** Opening Dataset block **
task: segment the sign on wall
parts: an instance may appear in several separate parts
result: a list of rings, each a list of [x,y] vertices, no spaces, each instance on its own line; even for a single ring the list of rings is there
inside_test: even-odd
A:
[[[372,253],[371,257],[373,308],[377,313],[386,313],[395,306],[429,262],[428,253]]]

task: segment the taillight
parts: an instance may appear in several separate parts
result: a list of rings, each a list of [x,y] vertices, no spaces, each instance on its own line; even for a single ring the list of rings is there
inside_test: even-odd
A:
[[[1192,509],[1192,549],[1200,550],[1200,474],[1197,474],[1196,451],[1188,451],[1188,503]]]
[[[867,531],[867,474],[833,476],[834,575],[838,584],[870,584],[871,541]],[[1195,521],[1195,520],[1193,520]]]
** Closing Dataset block **
■ What this task involves ■
Please reproduce the listing exactly, keeping every line as it is.

■ Exercise result ■
task: segment the sign on wall
parts: an instance may appear in several separate parts
result: a list of rings, each a list of [x,y] vertices, no spaces, each instance on its own line; even for a single ring the list of rings is there
inside_test: even-odd
A:
[[[372,253],[371,257],[373,308],[377,313],[386,313],[395,306],[429,262],[428,253]]]

task: segment the taillight
parts: an instance may appear in several separate parts
result: a list of rings, each a list of [x,y] vertices, no spaces, each instance on its own line; even for a single ring the list of rings is there
inside_test: even-odd
A:
[[[1192,509],[1192,549],[1200,550],[1200,474],[1197,474],[1196,451],[1188,451],[1188,503]]]
[[[867,531],[867,474],[833,476],[834,575],[838,584],[870,584],[871,541]],[[1195,521],[1195,520],[1193,520]]]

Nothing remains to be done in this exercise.